> Given passage:

:::::

She had trained successfully the previous two years in a big, new gym built in north Houston by her father, taking a gold medal in the all-around last year at the Goodwill Games.
"It was the best gym. It had everything I needed," she said. "I miss that gym because I know that we won there."
Ironically, that gym, which reportedly cost $2 million but is valued by tax appraisers at $1 million, was a key reason she left home.
Friends told her it was a bad investment, but alarm bells already had been going off in her life. "I kind of felt like I was getting . . . kept in the dark a lot," she said.
She had reason to be suspicious that her assets were being wasted, Forster, her friend, said.
"Not many parents take [a fortune] . . . and blow it on a gym that's . . . in a bad location and has no chance of surviving," he said.
The gym is now closed, and sale of the building is pending.
Moceanu's lawyer, Ellen Yarrell, hopes to recover a big chunk of the assets the gymnast has earned since turning professional.
An undisclosed settlement early last month resolved Moceanu's financial differences with her parents and freed her father from a protective order to stay away from her.
Family matters
She never lost touch with her mother and 9-year-old sister, Christina, but she reunited with her father for the first time over Orthodox Easter in early April.
Reconnecting with her dad "was a little weird and awkward," said Moceanu, sitting on a mat, toweling off and sipping water.
The biggest problem wasn't the money. It was the fact that her father allegedly stalked and harassed her and, police said, threatened to kill her coach and friend, Brian Huggins.
No charges were filed, but the damage was done.
"I can tell that he realizes some things," Moceanu said of her father. "I don't know if you can change a person totally, but you can make them try to understand."
Her problems may be due in part to her parents' Romanian upbringing, she said. "But I don't blame it all on that," she said. Her father has been in the United States for 20 years.
Gymnastics involves "a very controlled environment because it's necessary for optimal performance," said Michael Meyers, an expert in sports performance at the University of Houston.
But Moceanu said her life was tougher than the lives of her gymnastic peers.
"I used to see my friends, and I'd be like . . . 'This is not fair,' " she said. "Their parents weren't as hard on them or as tough on them or controlling."

:::::

> Task instructions:
A. In the Moceanu article, at what amount do tax appraisers value the gym her father built in north Houston?
B. Extend the Moceanu article with a few more paragraphs, picking up after its final quoted remark about her friends' parents.
The rows that come after this article play no part in the work on it.

:::::

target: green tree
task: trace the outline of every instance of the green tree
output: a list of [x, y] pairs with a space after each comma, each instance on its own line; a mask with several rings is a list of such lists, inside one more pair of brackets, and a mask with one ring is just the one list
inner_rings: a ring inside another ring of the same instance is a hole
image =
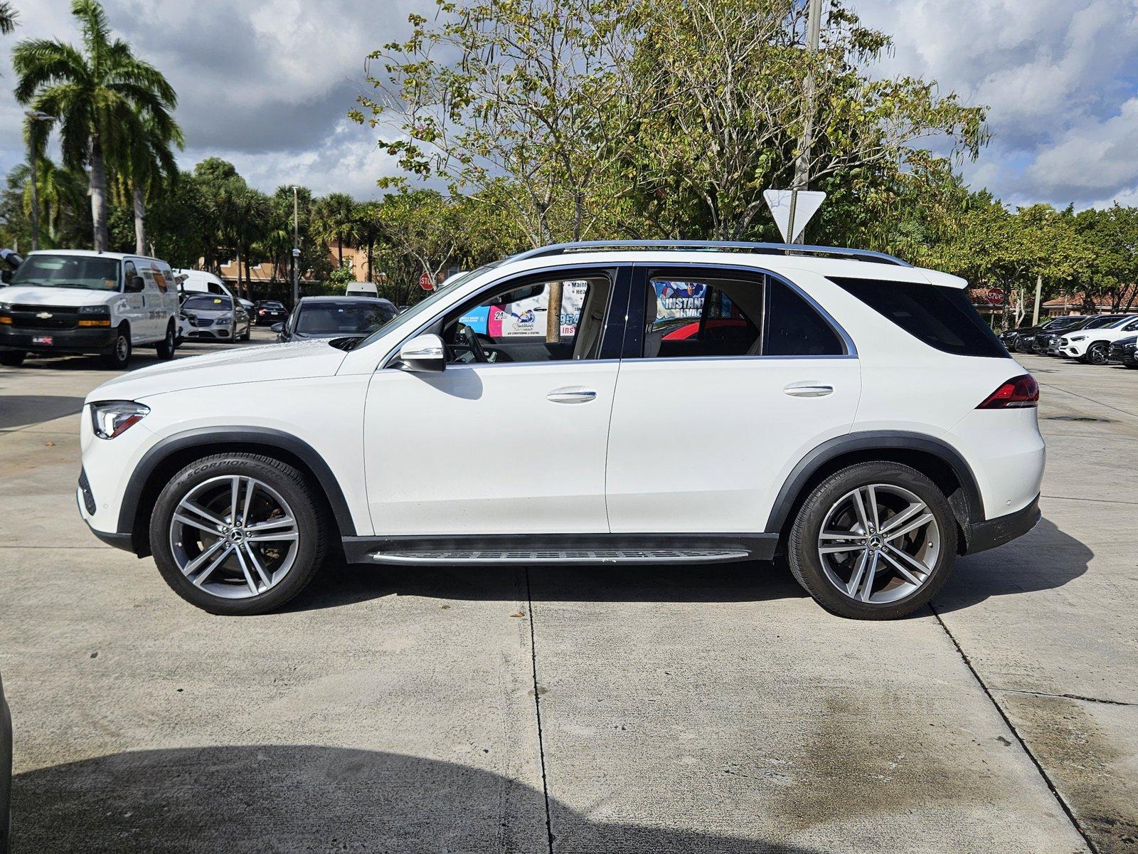
[[106, 249], [107, 157], [118, 156], [133, 137], [145, 133], [146, 120], [159, 125], [168, 121], [178, 96], [157, 68], [138, 59], [126, 42], [112, 39], [96, 0], [73, 0], [72, 16], [83, 36], [82, 49], [48, 39], [16, 44], [16, 100], [52, 116], [27, 125], [38, 151], [58, 125], [65, 165], [89, 167], [93, 245]]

:::::

> Responses:
A. $1 million.

B.
Forster discounts cultural stresses, arguing that Moceanu's father, a former used car salesman, was just misguided. "In my opinion, he was full of it," Forster said.
Moceanu is a pioneer in another way.
She and her coach are the first women gymnasts to live at the Olympic Training Center in Colorado Springs, opened on an old Air Force base in 1977.
There's a good reason they're the first, Forster said.
Elite female gymnasts peak while they're children, still living at home. Men don't peak until their 20s, when they're out on their own. They need a place to stay, he said.
The center has almost everything she needs: meals in the cafeteria, medical care, counseling, haircuts.
But the gymnastics area was set up for the men's team, resulting in occasional schedule conflicts. When that happens, she hops in her convertible and drives to Forster's gym to work out.
She rests on Sunday and has tried to live a semblance of a normal life outside the gym, going to the mall or a movie. Sometimes she hangs out with Forster's family.
She bought a long black dress and went to her first high school prom with Forster's son, Tyler, at Air Academy High, near the Air Force Academy.
"It was fun," she said, but "overwhelming" because all the other kids wanted to meet her or get her autograph.
"She looked awesome," said Forster, whose son was the only boy at the prom whose date flew to New York the next day for a photo shoot with Cosmopolitan.
But she doesn't always feel awesome, she said.
Sometimes the training seems too hard, the pressure too great, her family and friends too far away and her last chance too final.
"It gets hard lots of times," she said. She bucks herself up by remembering that "I've come so far; I don't want to give up."